— start Data section —

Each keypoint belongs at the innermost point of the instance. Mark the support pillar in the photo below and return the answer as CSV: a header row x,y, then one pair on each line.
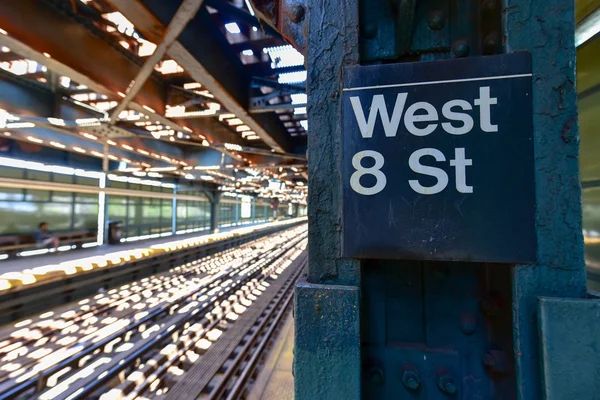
x,y
396,327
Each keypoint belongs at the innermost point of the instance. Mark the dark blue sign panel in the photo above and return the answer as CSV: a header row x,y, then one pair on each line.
x,y
438,160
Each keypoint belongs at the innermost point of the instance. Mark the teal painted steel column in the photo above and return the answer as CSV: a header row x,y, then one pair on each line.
x,y
381,329
327,362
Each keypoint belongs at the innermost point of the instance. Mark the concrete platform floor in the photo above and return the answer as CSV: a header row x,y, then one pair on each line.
x,y
22,263
275,381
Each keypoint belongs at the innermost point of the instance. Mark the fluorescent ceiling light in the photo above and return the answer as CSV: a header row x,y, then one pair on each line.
x,y
250,7
232,27
588,28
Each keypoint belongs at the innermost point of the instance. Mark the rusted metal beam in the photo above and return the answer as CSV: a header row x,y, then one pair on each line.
x,y
184,14
286,17
35,28
231,89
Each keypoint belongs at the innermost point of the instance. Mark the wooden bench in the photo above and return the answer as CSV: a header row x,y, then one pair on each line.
x,y
12,244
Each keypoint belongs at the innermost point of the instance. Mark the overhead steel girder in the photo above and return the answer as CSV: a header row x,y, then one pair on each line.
x,y
33,100
206,55
75,51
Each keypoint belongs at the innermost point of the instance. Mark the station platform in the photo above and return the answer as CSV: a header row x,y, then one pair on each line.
x,y
29,270
276,380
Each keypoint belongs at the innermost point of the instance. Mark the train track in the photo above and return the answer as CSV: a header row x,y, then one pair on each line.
x,y
128,342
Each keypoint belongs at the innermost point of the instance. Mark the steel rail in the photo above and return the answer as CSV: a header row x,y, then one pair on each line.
x,y
106,376
74,359
244,352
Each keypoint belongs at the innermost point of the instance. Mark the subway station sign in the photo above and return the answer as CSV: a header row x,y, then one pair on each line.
x,y
438,160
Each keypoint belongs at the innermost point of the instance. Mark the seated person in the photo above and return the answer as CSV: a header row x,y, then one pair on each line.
x,y
43,238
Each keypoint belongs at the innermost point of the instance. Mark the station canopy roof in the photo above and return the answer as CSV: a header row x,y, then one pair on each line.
x,y
193,90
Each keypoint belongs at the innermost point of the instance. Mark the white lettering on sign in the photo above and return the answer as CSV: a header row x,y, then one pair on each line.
x,y
420,119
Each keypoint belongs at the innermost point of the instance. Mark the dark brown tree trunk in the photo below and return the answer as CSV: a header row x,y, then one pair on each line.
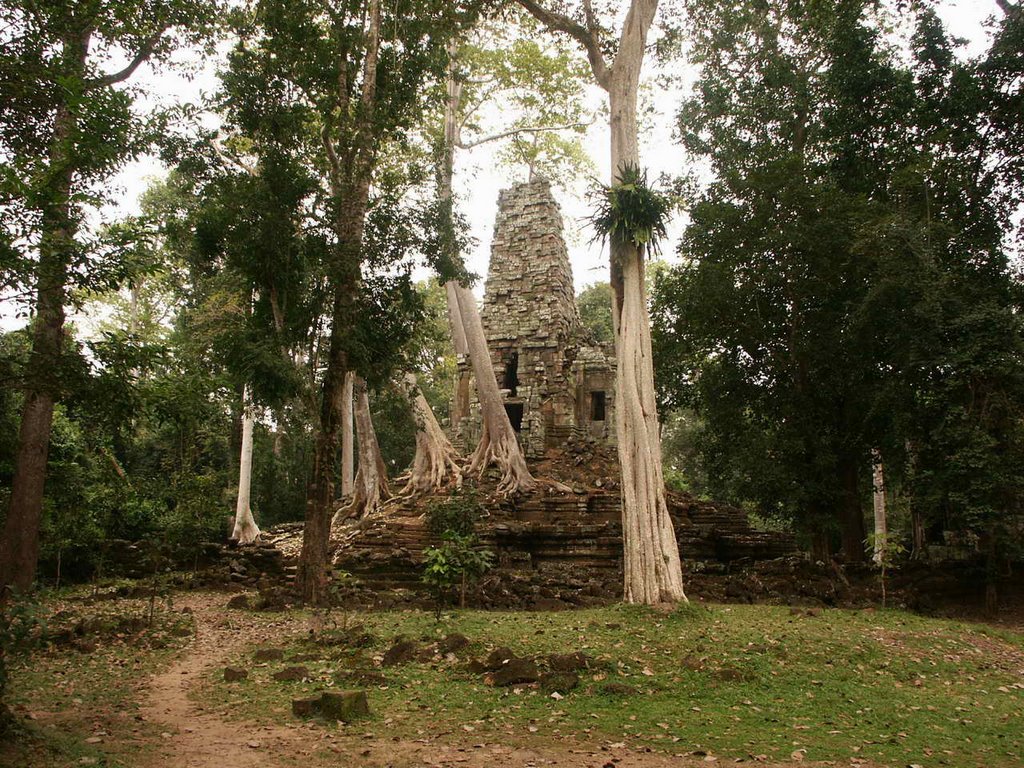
x,y
19,546
918,534
314,562
820,543
852,530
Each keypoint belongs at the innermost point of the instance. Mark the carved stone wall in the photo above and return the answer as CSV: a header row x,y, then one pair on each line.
x,y
553,378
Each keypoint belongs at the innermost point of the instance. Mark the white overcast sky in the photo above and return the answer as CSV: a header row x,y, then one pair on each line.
x,y
479,177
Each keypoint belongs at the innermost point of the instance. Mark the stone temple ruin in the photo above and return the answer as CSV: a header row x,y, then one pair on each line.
x,y
553,548
557,382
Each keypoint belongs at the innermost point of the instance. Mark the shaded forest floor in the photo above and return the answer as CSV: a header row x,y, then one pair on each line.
x,y
617,686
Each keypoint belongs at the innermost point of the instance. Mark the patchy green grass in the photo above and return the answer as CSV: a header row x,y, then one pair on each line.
x,y
731,681
74,696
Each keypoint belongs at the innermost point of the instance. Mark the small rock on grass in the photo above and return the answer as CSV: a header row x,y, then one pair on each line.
x,y
291,674
400,652
515,671
239,601
345,706
560,682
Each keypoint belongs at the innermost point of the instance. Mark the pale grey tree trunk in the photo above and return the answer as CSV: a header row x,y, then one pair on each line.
x,y
245,529
879,505
498,440
371,487
652,572
347,445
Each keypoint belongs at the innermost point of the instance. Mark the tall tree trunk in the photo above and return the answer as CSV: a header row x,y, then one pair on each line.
x,y
19,546
371,486
851,520
652,569
651,565
916,519
314,563
347,446
245,530
498,440
879,507
435,459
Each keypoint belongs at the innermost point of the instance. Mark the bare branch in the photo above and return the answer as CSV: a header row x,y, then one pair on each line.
x,y
517,131
373,50
249,168
117,77
634,37
588,38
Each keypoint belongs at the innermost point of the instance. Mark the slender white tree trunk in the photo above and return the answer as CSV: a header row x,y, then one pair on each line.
x,y
370,487
879,504
245,530
347,446
435,459
498,440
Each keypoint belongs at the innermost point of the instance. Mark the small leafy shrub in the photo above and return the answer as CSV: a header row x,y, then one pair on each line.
x,y
460,560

— end Data section —

→ Written problem:
Convert all of the data above into a numbered list with one line per item. Skip blank lines and leave the pictures out.

→ Problem solution:
1. Each keypoint belongs at the innermost point of the instance. Mark the support pillar in the photo below and return the answer as CSV: a header row x,y, then one pair on each line.
2. x,y
3. 396,327
4. Each keypoint belongs at the innermost point of the instance. Mark the dark blue sign panel in the photo above and return the answer as CSV: a header row x,y, then one pair on each line.
5. x,y
6. 438,160
7. Each keypoint belongs at the innermost point of the instance. Mark the teal painted steel column in the photo above and return the answer as CSV: a header row x,y, then one pair on each line.
8. x,y
9. 381,329
10. 327,362
11. Each keypoint belongs at the innermost point of the instance. Mark the concrete platform floor in the photo above and return the answer as CSV: a header row x,y, then one pair on each line.
12. x,y
13. 22,263
14. 275,381
15. Each keypoint belongs at the innermost point of the instance. Mark the fluorescent ceiling light in the photo above and return the answer as CSV: a header row x,y, then one pair on each line.
16. x,y
17. 250,7
18. 232,27
19. 588,28
20. Each keypoint belongs at the innermost point of the instance. Mark the rusted metal beam in the photo above and return the answer as CSV: a header row x,y, then one pair on each line.
21. x,y
22. 184,14
23. 286,17
24. 35,28
25. 231,89
26. Each keypoint belongs at the innermost point of the instance. Mark the wooden bench in the photo above and return the answer as CSV: a header row x,y, then one pair on each line.
27. x,y
28. 12,244
29. Each keypoint belongs at the innermost point of the instance. Mark the overhead steel girder in the photo above and return the answer as CSV: a header row x,y, then one pair on each line.
30. x,y
31. 33,100
32. 206,55
33. 75,51
34. Each keypoint belongs at the innermost point of the instance. Mark the station platform in the photo above and return the answer as CSV: a header row x,y, then one pair on each line.
35. x,y
36. 29,270
37. 276,380
38. Each keypoint belongs at the innermost point of the instance. Mark the train track in the photo above and return the answer as CSV: a header row x,y, then one pair on each line.
39. x,y
40. 128,342
41. Each keypoint belongs at the innermost point of the instance. Mark the steel rail in the photo above and return the answer as CSV: a header row x,y, then one pair on each line.
42. x,y
43. 106,376
44. 74,359
45. 244,352
46. Each keypoint belongs at the innermost point of the instance. Mark the subway station sign in the photo above and return the answer as CSV: a header row x,y, then one pair on each line.
47. x,y
48. 438,160
49. Each keypoint belongs at the innermost point of the instance. Mark the seated person in the photo above and return the answer as CSV: a header row x,y, then one pair on each line.
50. x,y
51. 43,238
52. Each keypoint belongs at the innermost point of the instance. Mark the station canopy roof in the photo above and return the answer as CSV: a header row x,y, then one pair on each line.
53. x,y
54. 193,90
55. Each keypoint belongs at the innermost point of the instance. Mark the white lettering on sign in the photo above and return the answer as CSV: a header row x,y, then one pair on each line.
56. x,y
57. 420,119
58. Each keypoint belongs at the innermost point of the instance. Mark the dark brown tree trunk in the photo below and return the answer as CSV: a header row x,y, then one pair on each line.
59. x,y
60. 19,546
61. 918,534
62. 314,562
63. 820,543
64. 852,530
65. Each keypoint belongs at the innermost point of the instance. Mark the carved stone wall in the photo above and return the answer as CSV: a header row x,y, then one pair on each line.
66. x,y
67. 553,378
68. Each keypoint belongs at the innermost point of the instance. Mark the white overcast sky in the photo above and return the answer as CSV: a header row x,y, then one pair on each line.
69. x,y
70. 479,177
71. Each keypoint belongs at the innermost point of the instance. Mark the stone temple ruin in the photo above and return the answer as CSV: a header row x,y, then one pair on each line.
72. x,y
73. 553,548
74. 557,382
75. Each keypoint belongs at the innermost point of the instance. Mark the shaded forest floor in the photo above and return the answer as CSV: a header row x,y, then one pair on each line.
76. x,y
77. 617,686
78. Each keypoint belongs at the innermost point of the instance. Mark the patchy green grass in the photo above and return the answer as CSV: a header row x,y, then one pair on each line.
79. x,y
80. 731,681
81. 74,696
82. Each keypoint belongs at the innermost point of the instance. Mark the small rock on grass in the photo above and return the answer as CSV: a header row x,y, then one pair on each line.
83. x,y
84. 291,674
85. 400,652
86. 515,671
87. 239,601
88. 345,706
89. 560,682
90. Each keypoint belongs at the innermost point of the instance. Mark the pale grey tree trunk in the photo above and return the answer as CSV: a header row x,y, then one pair on each line.
91. x,y
92. 245,529
93. 879,505
94. 498,440
95. 371,487
96. 652,572
97. 347,445
98. Each keypoint belongs at the innermost point of the instance. Mark the tall tree trunk in the photo above and return the answer as CSV: a header row x,y, then one pair on each line.
99. x,y
100. 19,546
101. 371,486
102. 851,520
103. 652,569
104. 651,565
105. 916,519
106. 314,563
107. 347,446
108. 245,530
109. 498,440
110. 879,507
111. 435,459
112. Each keypoint belongs at the innermost point of the instance. Mark the bare branch in the photo above and return the answer as CSV: a header row x,y, then one pair on each line.
113. x,y
114. 517,131
115. 373,50
116. 249,168
117. 117,77
118. 634,37
119. 588,38
120. Each keypoint belongs at the innermost point of the instance. Mark the slender white tree trunk in the photo above and return the answer as CSV: a header row x,y, then one pair on each line.
121. x,y
122. 370,487
123. 879,504
124. 245,530
125. 347,446
126. 435,459
127. 498,440
128. Each keypoint belongs at the innermost point of the instance. Mark the small leafy shrub in the photo above and return the answer as CSV: a header row x,y, then one pair on each line.
129. x,y
130. 460,560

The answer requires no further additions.